Your instructions:
Somewhere in the records below is a line containing "Indicate the road". Copy that line and everything after it through the end, unchanged.

Segment Start: Input for this task

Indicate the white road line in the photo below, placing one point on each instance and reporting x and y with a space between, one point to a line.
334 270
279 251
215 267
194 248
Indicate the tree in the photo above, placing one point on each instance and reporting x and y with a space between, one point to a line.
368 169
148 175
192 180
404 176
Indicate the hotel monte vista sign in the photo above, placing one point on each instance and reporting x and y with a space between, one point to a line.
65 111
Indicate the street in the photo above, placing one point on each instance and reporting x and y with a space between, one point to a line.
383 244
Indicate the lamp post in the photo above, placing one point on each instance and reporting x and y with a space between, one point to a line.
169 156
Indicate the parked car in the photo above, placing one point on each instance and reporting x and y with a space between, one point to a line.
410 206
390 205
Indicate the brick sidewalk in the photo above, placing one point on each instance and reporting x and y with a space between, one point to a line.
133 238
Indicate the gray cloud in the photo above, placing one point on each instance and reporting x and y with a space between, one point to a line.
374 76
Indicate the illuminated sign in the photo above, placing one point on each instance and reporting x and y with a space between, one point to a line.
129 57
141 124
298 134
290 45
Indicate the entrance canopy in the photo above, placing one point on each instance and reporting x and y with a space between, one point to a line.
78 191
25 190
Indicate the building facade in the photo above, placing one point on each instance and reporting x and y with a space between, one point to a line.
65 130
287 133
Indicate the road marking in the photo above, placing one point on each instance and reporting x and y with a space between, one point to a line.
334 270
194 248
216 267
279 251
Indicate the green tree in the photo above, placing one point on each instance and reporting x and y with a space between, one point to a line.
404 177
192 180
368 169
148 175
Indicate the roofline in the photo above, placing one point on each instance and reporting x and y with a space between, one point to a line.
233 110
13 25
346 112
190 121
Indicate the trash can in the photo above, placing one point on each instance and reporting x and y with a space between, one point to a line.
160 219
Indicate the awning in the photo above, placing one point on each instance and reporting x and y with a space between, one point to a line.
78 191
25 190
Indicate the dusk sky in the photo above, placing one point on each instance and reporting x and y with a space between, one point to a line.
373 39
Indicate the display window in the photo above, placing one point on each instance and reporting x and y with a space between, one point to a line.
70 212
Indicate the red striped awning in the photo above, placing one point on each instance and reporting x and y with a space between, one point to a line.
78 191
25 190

Segment End: Input for this task

The answer:
Indicate the road marking in the photo above, placing one point on each instance and reporting x and y with a space between, one point to a line.
334 270
194 248
216 267
279 251
Indicate the green tree in the photo above, placing one point on each instance and reporting x and y with a space between, one point to a line.
404 177
192 180
368 169
148 175
Indicate the roofline in the photo above, placing one point on each instance and reporting x and y with a space between, one point to a line.
233 110
13 25
346 112
190 121
Indicate the trash can in the photo above, placing one point on each instance and reporting x and y with a space between, one point to a line.
160 219
Indicate the awning in the photo above, placing one point on each instance and reporting x and y with a space between, one point to a line.
78 191
25 190
Indicate the dusk sky in the photo above, placing one point on each instance and reporting x and y with a space between, one point to a line.
373 39
Indicate the display window in the photo above, placing one point on each instance and reporting x and y with a space between, one point to a line.
70 212
Indicate the red striped awning in the photo above, placing one point on each instance and reporting x and y with a space between, one point to a line.
78 191
25 190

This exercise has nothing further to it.